◆ Text segment
Talk about disruptive innovation!

My friend, Dr. Michael Victoroff, the Editor-in-Chief of EHRevent Report, a monthly newsletter published by the PDR Network, is a major proponent for the effective use of electronic health records (EHRs). His newsletter often provides interesting examples of where things can go wrong with their use. This is great intelligence for people using these EHR systems; it heightens awareness while promoting expanding, effective use. I commend his newsletter to your reading list.

His most recent edition included a news item on a new law in Nevada that requires its Department of Motor Vehicles to come up with regulations and safety standards related to “autonomous vehicles,” or motor vehicles that drive themselves without the active intervention of a human being. “The foresight is breathtaking,” he wrote. “Here we have a state legislature that realizes the traditional constructs of liability, accountability and safety need to be revisited when humans partner with intelligent machines.”

So, as we look at our own pharmacy profession future, it is easy to imagine that robotics will continue to evolve. There is no question that innovators will develop new diagnostics and monitoring devices and new tools for delivering medicines and treatments. Are these developments threats or opportunities? I believe that if we embrace that technology and use it to our patients’ advantage, then these inevitable innovations are opportunities and our profession will be just fine. As long as humans have free will, there will be a need for us to counsel, cajole, motivate, teach, manage, sympathize, be empathetic, and communicate.

I also believe that we need to participate fully, and indeed LEAD the development of policies to guide technology adoption in order to keep patient interests first. Our work with the Pharmacy e-Health Information Technology Collaborative is essential to this process.

It doesn’t matter, really, if we like the advance of technology or not. “New and improved” is always coming. We can’t stop it. How we adopt and use it is the key. Hang on. The future is coming—and we might finally get something done during our commute.

Following is the February news item with a few provocative questions I thought were worth sharing. Thanks, Michael, for some very good stuff.

◆ Tasks to carry out
a. Answer these questions using the blog post on disruptive innovation:
(i) Which organization publishes EHRevent Report?
(ii) Which Nevada agency does the new law require to develop regulations and safety standards for autonomous vehicles?
(iii) With which collaborative does the writer call the profession's work essential?
b. Copy out the stretch of the blog post on disruptive innovation from "It doesn’t matter, really, if" through "during our commute.".
c. Write the next portion of the blog post on disruptive innovation, beginning after its final sentence.

◆ Data
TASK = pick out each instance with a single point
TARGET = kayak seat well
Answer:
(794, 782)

◆ Responses to the tasks
a.
(i) The PDR Network.
(ii) The Department of Motor Vehicles.
(iii) The Pharmacy e-Health Information Technology Collaborative.

b.
It doesn’t matter, really, if we like the advance of technology or not. “New and improved” is always coming. We can’t stop it. How we adopt and use it is the key. Hang on. The future is coming—and we might finally get something done during our commute.

c.
Nevada Bets on Autonomy

The law normally lags behind technology by decades—if not centuries. But, Nevada recently enacted a regulatory framework for technology that doesn’t even exist yet! Last June the governor signed a bill that directs the DMV to “establish a driver’s license endorsement for the operation of an autonomous vehicle on the highways of this State.”

The statute defines “autonomous vehicle” as “a motor vehicle that uses artificial intelligence, sensors and global positioning system coordinates to drive itself without the active intervention of a human operator.” The law requires the DMV to devise regulations and safety standards for the vehicle, the driver, for insurance coverage, areas where use is approved, and “other requirements as the Department determines to be necessary.”

Autonomous cars? Wow. This is a light-year beyond sending reminder letters to people who skipped their colonoscopies. But, many legal questions are similar.

Is the “learned intermediary” responsible if the robot chauffeur plows into a crosswalk full of pedestrians? Does the auto company pay for speeding tickets? “Sir, may I please see your End-User License Agreement and log of software updates?”

The foresight is breathtaking. Three cheers for Nevada. It was only a few months ago that the Institute of Medicine declared that we need to think more deeply about adverse events associated with EHRs—and we’ve been using them for decades! Here we have a state legislature that realizes the traditional constructs of liability, accountability and safety need to be revisited when humans partner with intelligent machines. Auto makers, like pharmaceutical companies and EHR developers, have enjoyed a degree of insulation from liability attributable to operator error. That will change as systems become the drivers, and humans slide over to the navigator seat.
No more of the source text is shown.